Exercise>
If a line of the data contains the word "road", it is counted; report how many such lines there are and nothing else.

Information shown>
########

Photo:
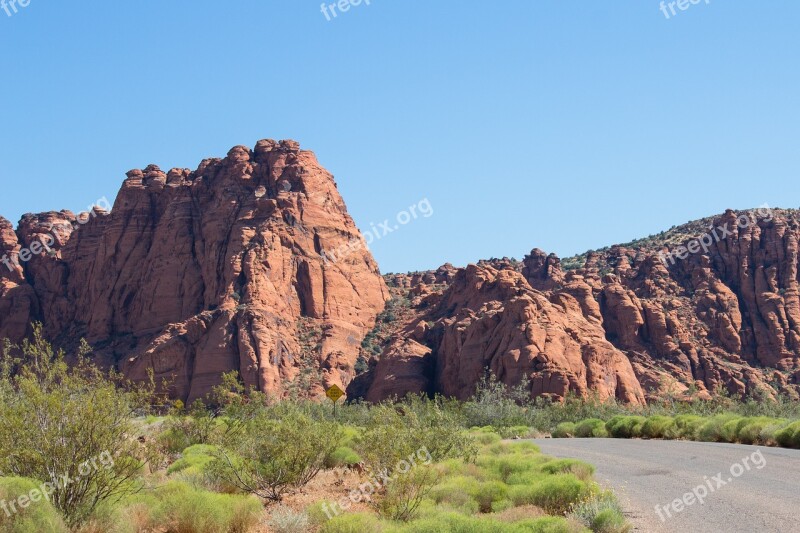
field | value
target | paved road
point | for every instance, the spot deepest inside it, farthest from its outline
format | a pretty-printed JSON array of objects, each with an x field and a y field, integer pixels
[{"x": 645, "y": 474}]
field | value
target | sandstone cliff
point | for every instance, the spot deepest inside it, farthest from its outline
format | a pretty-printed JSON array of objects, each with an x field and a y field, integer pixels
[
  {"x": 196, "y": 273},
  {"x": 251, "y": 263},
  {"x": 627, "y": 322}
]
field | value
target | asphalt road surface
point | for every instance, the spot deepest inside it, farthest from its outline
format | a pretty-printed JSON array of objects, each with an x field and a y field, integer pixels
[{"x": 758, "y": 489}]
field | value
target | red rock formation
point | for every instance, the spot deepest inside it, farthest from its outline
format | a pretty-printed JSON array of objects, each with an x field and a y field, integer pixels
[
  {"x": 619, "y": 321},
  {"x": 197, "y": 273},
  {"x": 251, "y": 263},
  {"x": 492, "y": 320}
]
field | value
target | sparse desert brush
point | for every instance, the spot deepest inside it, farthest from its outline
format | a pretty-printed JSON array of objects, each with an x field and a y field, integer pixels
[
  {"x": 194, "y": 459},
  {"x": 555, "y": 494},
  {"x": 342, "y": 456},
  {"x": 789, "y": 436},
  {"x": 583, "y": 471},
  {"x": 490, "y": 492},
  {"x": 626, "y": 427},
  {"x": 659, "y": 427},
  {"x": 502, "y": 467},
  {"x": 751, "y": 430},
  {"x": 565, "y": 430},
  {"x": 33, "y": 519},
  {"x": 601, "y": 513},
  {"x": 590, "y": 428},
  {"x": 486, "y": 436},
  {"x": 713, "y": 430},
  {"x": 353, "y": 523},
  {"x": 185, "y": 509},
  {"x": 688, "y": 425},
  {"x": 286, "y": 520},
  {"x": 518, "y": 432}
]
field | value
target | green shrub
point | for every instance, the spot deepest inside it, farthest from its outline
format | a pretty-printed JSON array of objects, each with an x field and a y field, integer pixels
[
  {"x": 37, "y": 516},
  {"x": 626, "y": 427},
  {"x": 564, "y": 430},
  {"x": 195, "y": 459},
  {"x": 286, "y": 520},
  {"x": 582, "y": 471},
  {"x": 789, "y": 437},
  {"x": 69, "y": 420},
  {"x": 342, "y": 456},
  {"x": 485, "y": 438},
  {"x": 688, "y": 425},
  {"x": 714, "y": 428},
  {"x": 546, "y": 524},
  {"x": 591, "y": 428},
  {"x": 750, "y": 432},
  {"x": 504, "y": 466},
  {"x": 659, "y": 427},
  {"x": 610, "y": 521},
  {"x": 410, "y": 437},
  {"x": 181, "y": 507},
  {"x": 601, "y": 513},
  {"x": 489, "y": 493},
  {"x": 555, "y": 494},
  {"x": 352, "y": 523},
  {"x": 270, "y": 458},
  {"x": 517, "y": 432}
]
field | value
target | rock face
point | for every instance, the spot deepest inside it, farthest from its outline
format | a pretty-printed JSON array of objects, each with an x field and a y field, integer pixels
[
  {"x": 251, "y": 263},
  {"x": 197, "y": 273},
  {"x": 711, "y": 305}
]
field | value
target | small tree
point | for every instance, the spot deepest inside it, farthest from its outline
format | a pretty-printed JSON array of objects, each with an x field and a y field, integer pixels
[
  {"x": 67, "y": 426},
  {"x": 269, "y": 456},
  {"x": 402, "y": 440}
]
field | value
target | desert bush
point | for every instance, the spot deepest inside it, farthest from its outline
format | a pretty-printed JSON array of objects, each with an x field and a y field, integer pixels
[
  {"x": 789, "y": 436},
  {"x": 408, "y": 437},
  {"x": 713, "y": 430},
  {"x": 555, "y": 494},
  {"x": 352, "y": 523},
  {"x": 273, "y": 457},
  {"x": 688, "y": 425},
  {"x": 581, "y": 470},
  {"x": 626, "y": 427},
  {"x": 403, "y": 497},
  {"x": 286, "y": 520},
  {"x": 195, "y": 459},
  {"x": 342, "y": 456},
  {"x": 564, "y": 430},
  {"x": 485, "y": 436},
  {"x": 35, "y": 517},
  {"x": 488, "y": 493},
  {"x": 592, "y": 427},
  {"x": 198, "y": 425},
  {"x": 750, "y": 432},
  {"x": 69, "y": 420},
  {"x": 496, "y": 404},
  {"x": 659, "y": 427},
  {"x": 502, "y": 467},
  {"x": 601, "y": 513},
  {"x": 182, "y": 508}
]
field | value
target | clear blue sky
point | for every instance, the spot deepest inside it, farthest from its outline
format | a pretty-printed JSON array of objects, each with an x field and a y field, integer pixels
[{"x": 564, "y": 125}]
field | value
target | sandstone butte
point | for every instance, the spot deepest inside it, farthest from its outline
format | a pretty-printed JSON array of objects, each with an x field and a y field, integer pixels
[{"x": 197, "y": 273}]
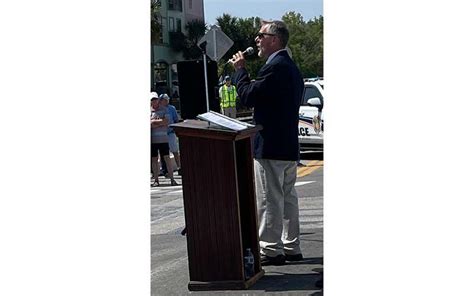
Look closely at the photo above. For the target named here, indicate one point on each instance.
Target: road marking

########

Solution for this task>
3